------ Seçilmiş Metin ------

Yumurtanın yüksek miktarda kolesterol içeriyor olması, kalp krizi riskini arttırdığı yönünde yorumlanıyor. Ancak yakın zamanda yapılan araştırmalar, yumurtanın içeriğindeki kolesterolün kandaki kolesterol miktarını arttırmadığını ve kalp kriziyle bir bağlantısı olmadığını gösteriyor. Aksine, yumurta kandaki “iyi” kolesterolü dengeliyor, kahvaltıda tüketildiğinde kilo vermeyi kolaylaştırıyor.
2. Doymuş yağlar kötüdür
Yakın zamana kadar kalp krizinin çok fazla yağ tüketimine, özellikle doymuş yağların tüketimine bağlı olduğu sanılıyordu.
347,747 kişi üzerinde yapılan ve 2010 yılında yayınlanan bir araştırma sonucu, kalp krizi ve doymuş yağlar arasında bir bağlantı olmadığı açığa çıkarılmış. Görünen o ki; et, peynir ya da tereyağı gibi, doğal olarak doymuş yağlar içeren besinlerden korkmanız için bir sebep yok.
3. Herkes tahıl yemeli
Tarım reformunun insanın evrimleşmesine oranla çok daha yakın zamanda gerçekleşmiş olması, diyetlerin tahıl ağırlıklı olması gerektiği görüşünün aksini gösteren en önemli kaynaklardan.
Tahılların, sebzelerle kıyaslandığında besin değerlerinin düşük olmasının yanı sıra, içerdikleri bağırsaklarda gerekli minerallerin emilmesini engelleyen fitik asit oranı da oldukça yüksek.Tahıl ağırlıklı beslenmenin en önemli maddesi olan buğday, birçok sağlık problemine yol açabilirken, içeriğindeki gluten, büyük oranda hassasiyet duyulan bir madde.

------

Yönergeler:
**1.** Beslenmeyle ilgili metinde doğal olarak doymuş yağ içeren besinlere örnek olarak verilenlerin tamamını sıralayın.
**2.** Beslenmeyle ilgili metinde "347,747 kişi üzerinde" ifadesinden "en önemli kaynaklardan." ifadesine kadar olan kısmı hiçbir değişiklik yapmadan kopyalayın.
Kayıtlar bu metin üzerindeki çalışmada hiçbir rol oynamaz.

------ Alıştırma Verileri ------

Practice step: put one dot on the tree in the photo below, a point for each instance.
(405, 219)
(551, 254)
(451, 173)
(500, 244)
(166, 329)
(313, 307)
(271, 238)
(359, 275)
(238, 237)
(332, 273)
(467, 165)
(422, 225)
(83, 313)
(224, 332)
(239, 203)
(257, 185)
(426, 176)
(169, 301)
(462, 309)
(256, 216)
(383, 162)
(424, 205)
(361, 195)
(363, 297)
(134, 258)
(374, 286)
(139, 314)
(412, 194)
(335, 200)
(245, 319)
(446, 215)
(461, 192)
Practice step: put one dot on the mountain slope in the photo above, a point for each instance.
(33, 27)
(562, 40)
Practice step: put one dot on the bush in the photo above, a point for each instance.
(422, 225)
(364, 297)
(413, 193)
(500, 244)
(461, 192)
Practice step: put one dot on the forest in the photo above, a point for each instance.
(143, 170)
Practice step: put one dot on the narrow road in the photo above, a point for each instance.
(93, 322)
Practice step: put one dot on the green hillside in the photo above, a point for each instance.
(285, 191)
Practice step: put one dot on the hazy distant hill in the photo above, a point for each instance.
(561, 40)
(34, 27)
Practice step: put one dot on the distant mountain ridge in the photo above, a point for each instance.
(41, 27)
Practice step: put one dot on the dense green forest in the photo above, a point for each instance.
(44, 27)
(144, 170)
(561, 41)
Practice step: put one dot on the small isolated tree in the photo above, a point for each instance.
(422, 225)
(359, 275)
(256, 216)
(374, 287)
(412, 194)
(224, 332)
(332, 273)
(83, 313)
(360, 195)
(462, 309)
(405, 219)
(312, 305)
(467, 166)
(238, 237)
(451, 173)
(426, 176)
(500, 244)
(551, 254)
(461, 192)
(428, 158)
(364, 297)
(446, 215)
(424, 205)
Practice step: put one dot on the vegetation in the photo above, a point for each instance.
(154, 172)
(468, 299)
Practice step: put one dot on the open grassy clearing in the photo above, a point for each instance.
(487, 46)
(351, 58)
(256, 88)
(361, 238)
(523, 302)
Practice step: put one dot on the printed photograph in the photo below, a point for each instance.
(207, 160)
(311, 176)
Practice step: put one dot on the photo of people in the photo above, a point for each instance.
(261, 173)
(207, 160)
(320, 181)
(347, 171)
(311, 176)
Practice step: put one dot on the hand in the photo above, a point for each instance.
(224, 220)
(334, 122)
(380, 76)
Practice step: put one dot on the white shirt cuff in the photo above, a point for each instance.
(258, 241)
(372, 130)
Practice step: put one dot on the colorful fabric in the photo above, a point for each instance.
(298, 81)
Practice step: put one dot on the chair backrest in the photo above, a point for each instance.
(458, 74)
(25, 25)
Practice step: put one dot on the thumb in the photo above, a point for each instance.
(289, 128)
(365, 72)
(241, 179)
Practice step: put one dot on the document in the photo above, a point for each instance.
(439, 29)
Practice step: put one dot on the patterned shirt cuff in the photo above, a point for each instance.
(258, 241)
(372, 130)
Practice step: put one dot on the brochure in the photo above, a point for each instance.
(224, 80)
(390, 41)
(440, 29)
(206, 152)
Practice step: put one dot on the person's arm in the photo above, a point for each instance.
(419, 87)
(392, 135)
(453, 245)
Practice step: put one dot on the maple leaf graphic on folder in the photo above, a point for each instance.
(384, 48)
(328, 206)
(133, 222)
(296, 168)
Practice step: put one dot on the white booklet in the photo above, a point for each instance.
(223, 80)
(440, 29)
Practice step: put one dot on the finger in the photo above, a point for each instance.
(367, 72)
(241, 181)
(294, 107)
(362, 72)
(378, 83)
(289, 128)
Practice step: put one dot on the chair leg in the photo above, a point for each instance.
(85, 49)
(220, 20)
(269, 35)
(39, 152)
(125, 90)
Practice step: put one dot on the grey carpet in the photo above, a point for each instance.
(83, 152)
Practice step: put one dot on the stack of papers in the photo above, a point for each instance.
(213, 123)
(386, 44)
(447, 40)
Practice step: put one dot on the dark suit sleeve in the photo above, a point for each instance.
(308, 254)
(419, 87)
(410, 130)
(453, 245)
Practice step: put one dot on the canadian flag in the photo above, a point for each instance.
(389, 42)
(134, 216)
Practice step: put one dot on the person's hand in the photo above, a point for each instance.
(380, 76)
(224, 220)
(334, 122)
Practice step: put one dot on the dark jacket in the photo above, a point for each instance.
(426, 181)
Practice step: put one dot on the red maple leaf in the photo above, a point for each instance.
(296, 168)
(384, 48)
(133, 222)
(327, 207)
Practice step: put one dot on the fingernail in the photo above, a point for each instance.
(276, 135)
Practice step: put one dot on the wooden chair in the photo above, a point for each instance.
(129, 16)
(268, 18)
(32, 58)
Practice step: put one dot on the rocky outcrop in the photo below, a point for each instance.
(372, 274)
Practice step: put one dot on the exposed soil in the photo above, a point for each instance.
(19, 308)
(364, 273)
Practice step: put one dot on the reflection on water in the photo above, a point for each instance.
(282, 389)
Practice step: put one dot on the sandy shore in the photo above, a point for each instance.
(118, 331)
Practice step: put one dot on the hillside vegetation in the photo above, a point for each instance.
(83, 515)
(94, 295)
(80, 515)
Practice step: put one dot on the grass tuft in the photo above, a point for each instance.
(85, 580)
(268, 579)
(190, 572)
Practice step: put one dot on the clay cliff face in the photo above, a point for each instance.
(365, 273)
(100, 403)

------

Görev Yanıtları:
**1.** Et, peynir, tereyağı

**2.**
347,747 kişi üzerinde yapılan ve 2010 yılında yayınlanan bir araştırma sonucu, kalp krizi ve doymuş yağlar arasında bir bağlantı olmadığı açığa çıkarılmış. Görünen o ki; et, peynir ya da tereyağı gibi, doğal olarak doymuş yağlar içeren besinlerden korkmanız için bir sebep yok.
3. Herkes tahıl yemeli
Tarım reformunun insanın evrimleşmesine oranla çok daha yakın zamanda gerçekleşmiş olması, diyetlerin tahıl ağırlıklı olması gerektiği görüşünün aksini gösteren en önemli kaynaklardan.